### List of tasks
- 1) In the session on joint attention, why is having two adults present best for the initial stages of teaching "Look!"?
- 2) Summarize the session on joint attention in two sentences.
- 3) Carry on the session on joint attention from its last sentence.

Session 6 Excited Enquirers: Teaching the Language of Joint Attention
The final skill we are going to cover in this course is teaching children the language of Joint Attention.
In its simplest form, joint attention is being able to draw another person’s attention to objects or events for the purpose of sharing experiences. Typically this develops early on when children start to shift gaze between a preferred toy and caregiver in order to share their enjoyment in what they are doing. Later this moves into pointing to show and then children start to use language to gain attention and share enjoyment.
This is generally an area that many children with social communication challenges find difficult and they don’t always develop this naturally. However, it can be taught through play and it is something that once learned, has a huge impact on a child’s social development overall.
Teaching ‘Look!’
One of the simplest ways to teach children to use language to draw your attention to something they enjoy is to teach them to use ‘Look!’
This can be targeted in multiple ways but works best if there are 2 adults present for the initial stages. This ensures that 1 adult can prompt the child and 1 adult can respond.

### Entries supplied
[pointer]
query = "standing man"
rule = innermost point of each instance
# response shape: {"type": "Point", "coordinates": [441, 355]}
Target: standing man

### Answers per task
- 1) It lets one adult prompt the child while the other adult responds.

- 2) Joint attention means drawing another person's attention to objects or events to share experiences, and it usually develops from gaze shifting to pointing and then to language. Many children with social communication challenges find it difficult, but it can be taught through play, for example by teaching them to say "Look!" with two adults present at first.

- 3)
Step 1: engage the child with an arts and crafts/ construction/ messy play activity that they enjoy.
Step 2: have the 2nd adult position themselves near to the activity, but not participating or engaging.
Step 3: prompt the child to say ‘Look+ name of person’
Step 4: 2nd adult turns around and immediately gives the child lots of attention- commenting on the activity.
This activity works on the same ABC format as other skills you have taught, with the A being the engagement with the child in a shared task, and then the interruption. The B you are looking for here is for the child to say ‘Look +name!’ and the C is that they get instant positive attention from that person. Lots of ‘wow!’ ‘amazing’ or ‘woohoo!’ works too.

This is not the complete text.